*** Selected extract
I think Apple's Finder has a neat way of doing this:

http://caminol10n.mozdev.org/appleglot-how-to/finder-glot-environment.png

Note the little eject buttons next to unmountable
media.

OK, I just noticed a strange thing... if I have "Places" on the Nautilus
sidebar, I can't unmount the device from there. But if I change it to
"Tree", I can then right-click on the device and unmount it. Why the
difference?

Different code paths, and somebody wasn't looking
closely enough at the differences. If you file a
bug against Nautilus, I'm sure they'll add Eject
to the context menu in Places.
******
*** Listed entries
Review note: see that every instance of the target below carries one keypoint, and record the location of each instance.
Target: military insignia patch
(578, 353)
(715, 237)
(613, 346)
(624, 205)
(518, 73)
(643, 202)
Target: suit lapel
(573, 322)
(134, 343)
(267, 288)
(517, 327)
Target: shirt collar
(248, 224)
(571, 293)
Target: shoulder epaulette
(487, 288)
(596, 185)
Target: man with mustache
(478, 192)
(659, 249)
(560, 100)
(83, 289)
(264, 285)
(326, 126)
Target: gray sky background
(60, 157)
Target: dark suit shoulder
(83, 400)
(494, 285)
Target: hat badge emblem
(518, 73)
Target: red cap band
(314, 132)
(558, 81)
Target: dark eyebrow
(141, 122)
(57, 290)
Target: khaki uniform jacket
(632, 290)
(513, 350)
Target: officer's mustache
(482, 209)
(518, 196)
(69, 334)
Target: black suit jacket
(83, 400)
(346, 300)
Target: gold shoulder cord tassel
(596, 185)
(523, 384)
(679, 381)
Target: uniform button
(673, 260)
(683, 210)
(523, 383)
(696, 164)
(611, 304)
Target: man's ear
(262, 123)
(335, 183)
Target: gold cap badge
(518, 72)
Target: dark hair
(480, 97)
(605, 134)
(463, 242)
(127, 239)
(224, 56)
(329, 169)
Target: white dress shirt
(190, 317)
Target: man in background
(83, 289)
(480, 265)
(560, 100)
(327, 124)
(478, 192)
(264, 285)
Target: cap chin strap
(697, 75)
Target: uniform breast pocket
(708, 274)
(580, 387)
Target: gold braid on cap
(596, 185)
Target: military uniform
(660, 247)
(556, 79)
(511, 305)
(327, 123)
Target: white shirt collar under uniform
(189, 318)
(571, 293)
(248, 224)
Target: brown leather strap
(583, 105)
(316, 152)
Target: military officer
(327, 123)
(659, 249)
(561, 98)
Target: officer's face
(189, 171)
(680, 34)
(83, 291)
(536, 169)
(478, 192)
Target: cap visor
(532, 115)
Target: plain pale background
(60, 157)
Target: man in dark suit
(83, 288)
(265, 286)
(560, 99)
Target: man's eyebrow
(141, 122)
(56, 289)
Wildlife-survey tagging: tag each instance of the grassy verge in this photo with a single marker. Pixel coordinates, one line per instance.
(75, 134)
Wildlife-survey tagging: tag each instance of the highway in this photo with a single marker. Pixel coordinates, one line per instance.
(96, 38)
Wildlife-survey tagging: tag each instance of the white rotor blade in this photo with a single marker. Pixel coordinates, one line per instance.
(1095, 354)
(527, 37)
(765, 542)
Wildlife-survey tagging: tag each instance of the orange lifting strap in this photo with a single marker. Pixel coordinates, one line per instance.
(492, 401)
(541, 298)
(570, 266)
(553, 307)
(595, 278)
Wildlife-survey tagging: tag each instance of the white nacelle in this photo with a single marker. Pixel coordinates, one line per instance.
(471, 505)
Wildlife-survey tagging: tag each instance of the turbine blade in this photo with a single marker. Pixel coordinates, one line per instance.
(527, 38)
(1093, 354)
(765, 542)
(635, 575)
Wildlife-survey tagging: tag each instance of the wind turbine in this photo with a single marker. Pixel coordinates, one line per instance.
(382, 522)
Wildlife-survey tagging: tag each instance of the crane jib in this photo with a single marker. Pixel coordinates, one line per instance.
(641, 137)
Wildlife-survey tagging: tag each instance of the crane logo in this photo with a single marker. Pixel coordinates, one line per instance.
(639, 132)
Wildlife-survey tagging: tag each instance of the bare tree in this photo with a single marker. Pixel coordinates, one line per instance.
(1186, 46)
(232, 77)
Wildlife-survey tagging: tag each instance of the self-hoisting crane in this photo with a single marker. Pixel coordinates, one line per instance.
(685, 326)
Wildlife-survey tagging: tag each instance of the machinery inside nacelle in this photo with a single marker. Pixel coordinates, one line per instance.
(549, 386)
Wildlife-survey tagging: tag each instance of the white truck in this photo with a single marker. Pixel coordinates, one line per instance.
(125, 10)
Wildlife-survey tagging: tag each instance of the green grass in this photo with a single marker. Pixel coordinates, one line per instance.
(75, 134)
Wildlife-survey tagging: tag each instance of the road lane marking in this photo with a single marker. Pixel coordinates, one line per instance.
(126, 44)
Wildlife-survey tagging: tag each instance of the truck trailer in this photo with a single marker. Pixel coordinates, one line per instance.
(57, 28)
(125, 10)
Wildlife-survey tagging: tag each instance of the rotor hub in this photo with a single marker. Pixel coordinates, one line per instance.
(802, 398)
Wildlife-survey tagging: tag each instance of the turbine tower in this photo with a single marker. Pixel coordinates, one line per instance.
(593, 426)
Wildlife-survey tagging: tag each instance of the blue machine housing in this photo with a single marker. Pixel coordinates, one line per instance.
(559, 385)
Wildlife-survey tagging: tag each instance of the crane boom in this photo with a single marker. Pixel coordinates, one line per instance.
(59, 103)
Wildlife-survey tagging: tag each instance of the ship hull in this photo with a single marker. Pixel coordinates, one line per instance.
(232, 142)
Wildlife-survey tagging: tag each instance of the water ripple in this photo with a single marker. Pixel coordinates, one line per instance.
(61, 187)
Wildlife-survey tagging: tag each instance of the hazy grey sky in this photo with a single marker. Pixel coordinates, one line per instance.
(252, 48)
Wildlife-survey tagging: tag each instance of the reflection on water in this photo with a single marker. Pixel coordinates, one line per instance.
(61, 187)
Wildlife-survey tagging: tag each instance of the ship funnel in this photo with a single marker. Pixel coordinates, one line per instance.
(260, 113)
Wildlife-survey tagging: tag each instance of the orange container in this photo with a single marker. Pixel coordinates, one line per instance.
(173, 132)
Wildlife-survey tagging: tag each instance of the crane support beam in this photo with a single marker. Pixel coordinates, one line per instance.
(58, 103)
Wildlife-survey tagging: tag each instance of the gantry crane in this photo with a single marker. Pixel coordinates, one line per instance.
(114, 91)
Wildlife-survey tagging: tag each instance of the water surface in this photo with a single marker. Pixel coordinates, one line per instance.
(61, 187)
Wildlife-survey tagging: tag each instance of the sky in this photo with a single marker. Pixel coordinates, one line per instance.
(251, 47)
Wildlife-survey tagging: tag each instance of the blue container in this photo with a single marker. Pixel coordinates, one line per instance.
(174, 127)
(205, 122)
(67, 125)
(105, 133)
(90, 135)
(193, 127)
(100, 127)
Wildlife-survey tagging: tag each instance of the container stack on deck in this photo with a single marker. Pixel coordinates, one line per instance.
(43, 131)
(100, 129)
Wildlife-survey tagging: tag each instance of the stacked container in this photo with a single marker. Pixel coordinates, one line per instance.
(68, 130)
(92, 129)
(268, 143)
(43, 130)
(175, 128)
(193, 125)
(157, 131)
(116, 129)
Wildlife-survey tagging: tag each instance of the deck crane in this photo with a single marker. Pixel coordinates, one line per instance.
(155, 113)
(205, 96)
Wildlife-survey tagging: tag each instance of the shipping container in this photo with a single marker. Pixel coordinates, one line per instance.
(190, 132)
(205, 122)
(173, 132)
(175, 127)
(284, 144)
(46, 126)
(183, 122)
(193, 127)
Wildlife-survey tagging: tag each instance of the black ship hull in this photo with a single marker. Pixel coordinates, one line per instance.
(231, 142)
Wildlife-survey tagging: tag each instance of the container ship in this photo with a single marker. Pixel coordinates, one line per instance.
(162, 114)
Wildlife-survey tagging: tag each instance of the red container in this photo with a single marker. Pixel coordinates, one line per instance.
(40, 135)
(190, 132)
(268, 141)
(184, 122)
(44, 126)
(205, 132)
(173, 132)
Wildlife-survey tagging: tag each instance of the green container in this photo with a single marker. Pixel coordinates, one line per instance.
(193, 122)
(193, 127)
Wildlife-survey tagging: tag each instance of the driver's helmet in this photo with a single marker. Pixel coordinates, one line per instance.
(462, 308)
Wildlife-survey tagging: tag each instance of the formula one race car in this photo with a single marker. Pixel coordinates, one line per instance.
******
[Task instructions]
**A.** In the Nautilus discussion, why does unmounting a device work from the "Tree" sidebar but not from "Places"? Answer in one to three sentences.
**B.** List every part of a file manager's window or menus (buttons, sidebar views, menus) that the Nautilus discussion mentions.
**C.** From the Nautilus discussion, repeat word for word the passage between "Note the little" and "difference?", inclusive.

[Answers]
**A.** The two sidebar views run on different code paths. Whoever worked on them didn't look closely enough at how the two differed, so the unmount option ended up in one view and not the other.

**B.**
- The little eject buttons next to unmountable media
- The Nautilus sidebar
- The "Places" sidebar view
- The "Tree" sidebar view
- The context menu

**C.**
Note the little eject buttons next to unmountable
media.

OK, I just noticed a strange thing... if I have "Places" on the Nautilus
sidebar, I can't unmount the device from there. But if I change it to
"Tree", I can then right-click on the device and unmount it. Why the
difference?